* What the task requires *
Only the lines below starting at the one containing "Where can the white baseboard" and ending at the one containing "Where can the white wall" belong in the answer, each copied exactly.

* Data for this task *
● ● ●

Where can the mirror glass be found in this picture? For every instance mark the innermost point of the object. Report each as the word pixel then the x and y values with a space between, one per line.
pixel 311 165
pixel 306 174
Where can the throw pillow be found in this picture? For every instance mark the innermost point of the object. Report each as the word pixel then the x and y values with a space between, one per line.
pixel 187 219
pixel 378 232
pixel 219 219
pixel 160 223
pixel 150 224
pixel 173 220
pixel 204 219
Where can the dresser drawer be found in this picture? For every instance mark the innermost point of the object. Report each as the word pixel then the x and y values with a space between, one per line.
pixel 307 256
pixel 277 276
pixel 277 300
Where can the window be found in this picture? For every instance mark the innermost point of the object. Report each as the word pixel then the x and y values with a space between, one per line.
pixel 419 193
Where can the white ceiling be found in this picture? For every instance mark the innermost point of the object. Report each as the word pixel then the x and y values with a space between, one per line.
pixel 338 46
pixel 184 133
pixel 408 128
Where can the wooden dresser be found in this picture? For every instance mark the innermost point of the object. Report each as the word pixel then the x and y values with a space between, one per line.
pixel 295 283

● ● ●

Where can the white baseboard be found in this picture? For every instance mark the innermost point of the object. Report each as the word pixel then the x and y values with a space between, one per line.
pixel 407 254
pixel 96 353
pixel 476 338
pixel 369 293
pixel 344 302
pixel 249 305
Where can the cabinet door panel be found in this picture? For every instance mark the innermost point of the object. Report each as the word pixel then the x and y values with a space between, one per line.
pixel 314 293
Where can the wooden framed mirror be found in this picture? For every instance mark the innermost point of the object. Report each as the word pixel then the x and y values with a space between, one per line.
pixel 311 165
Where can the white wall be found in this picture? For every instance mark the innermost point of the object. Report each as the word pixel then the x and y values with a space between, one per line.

● ● ●

* Answer for this exercise *
Where can the white baseboard be found in this picture? For every instance mark the innermost point of the object. Report each as the word pixel then the x and y values with a space between, one per line.
pixel 407 254
pixel 96 353
pixel 476 338
pixel 369 293
pixel 344 302
pixel 249 305
Where can the cabinet door panel be found in this picture? For every instance mark the innermost point of the object. Report each as the word pixel then the x and y values with a space between, one per line.
pixel 314 293
Where can the wooden framed mirror be found in this picture? For every instance mark the innermost point of the object. Report each as the word pixel then the x and y values with a space between, one per line.
pixel 311 165
Where can the white wall be found in this picture? For every instance mark the innermost point of the object. Report each as the word pixel then the x and y values with a space between, one per line.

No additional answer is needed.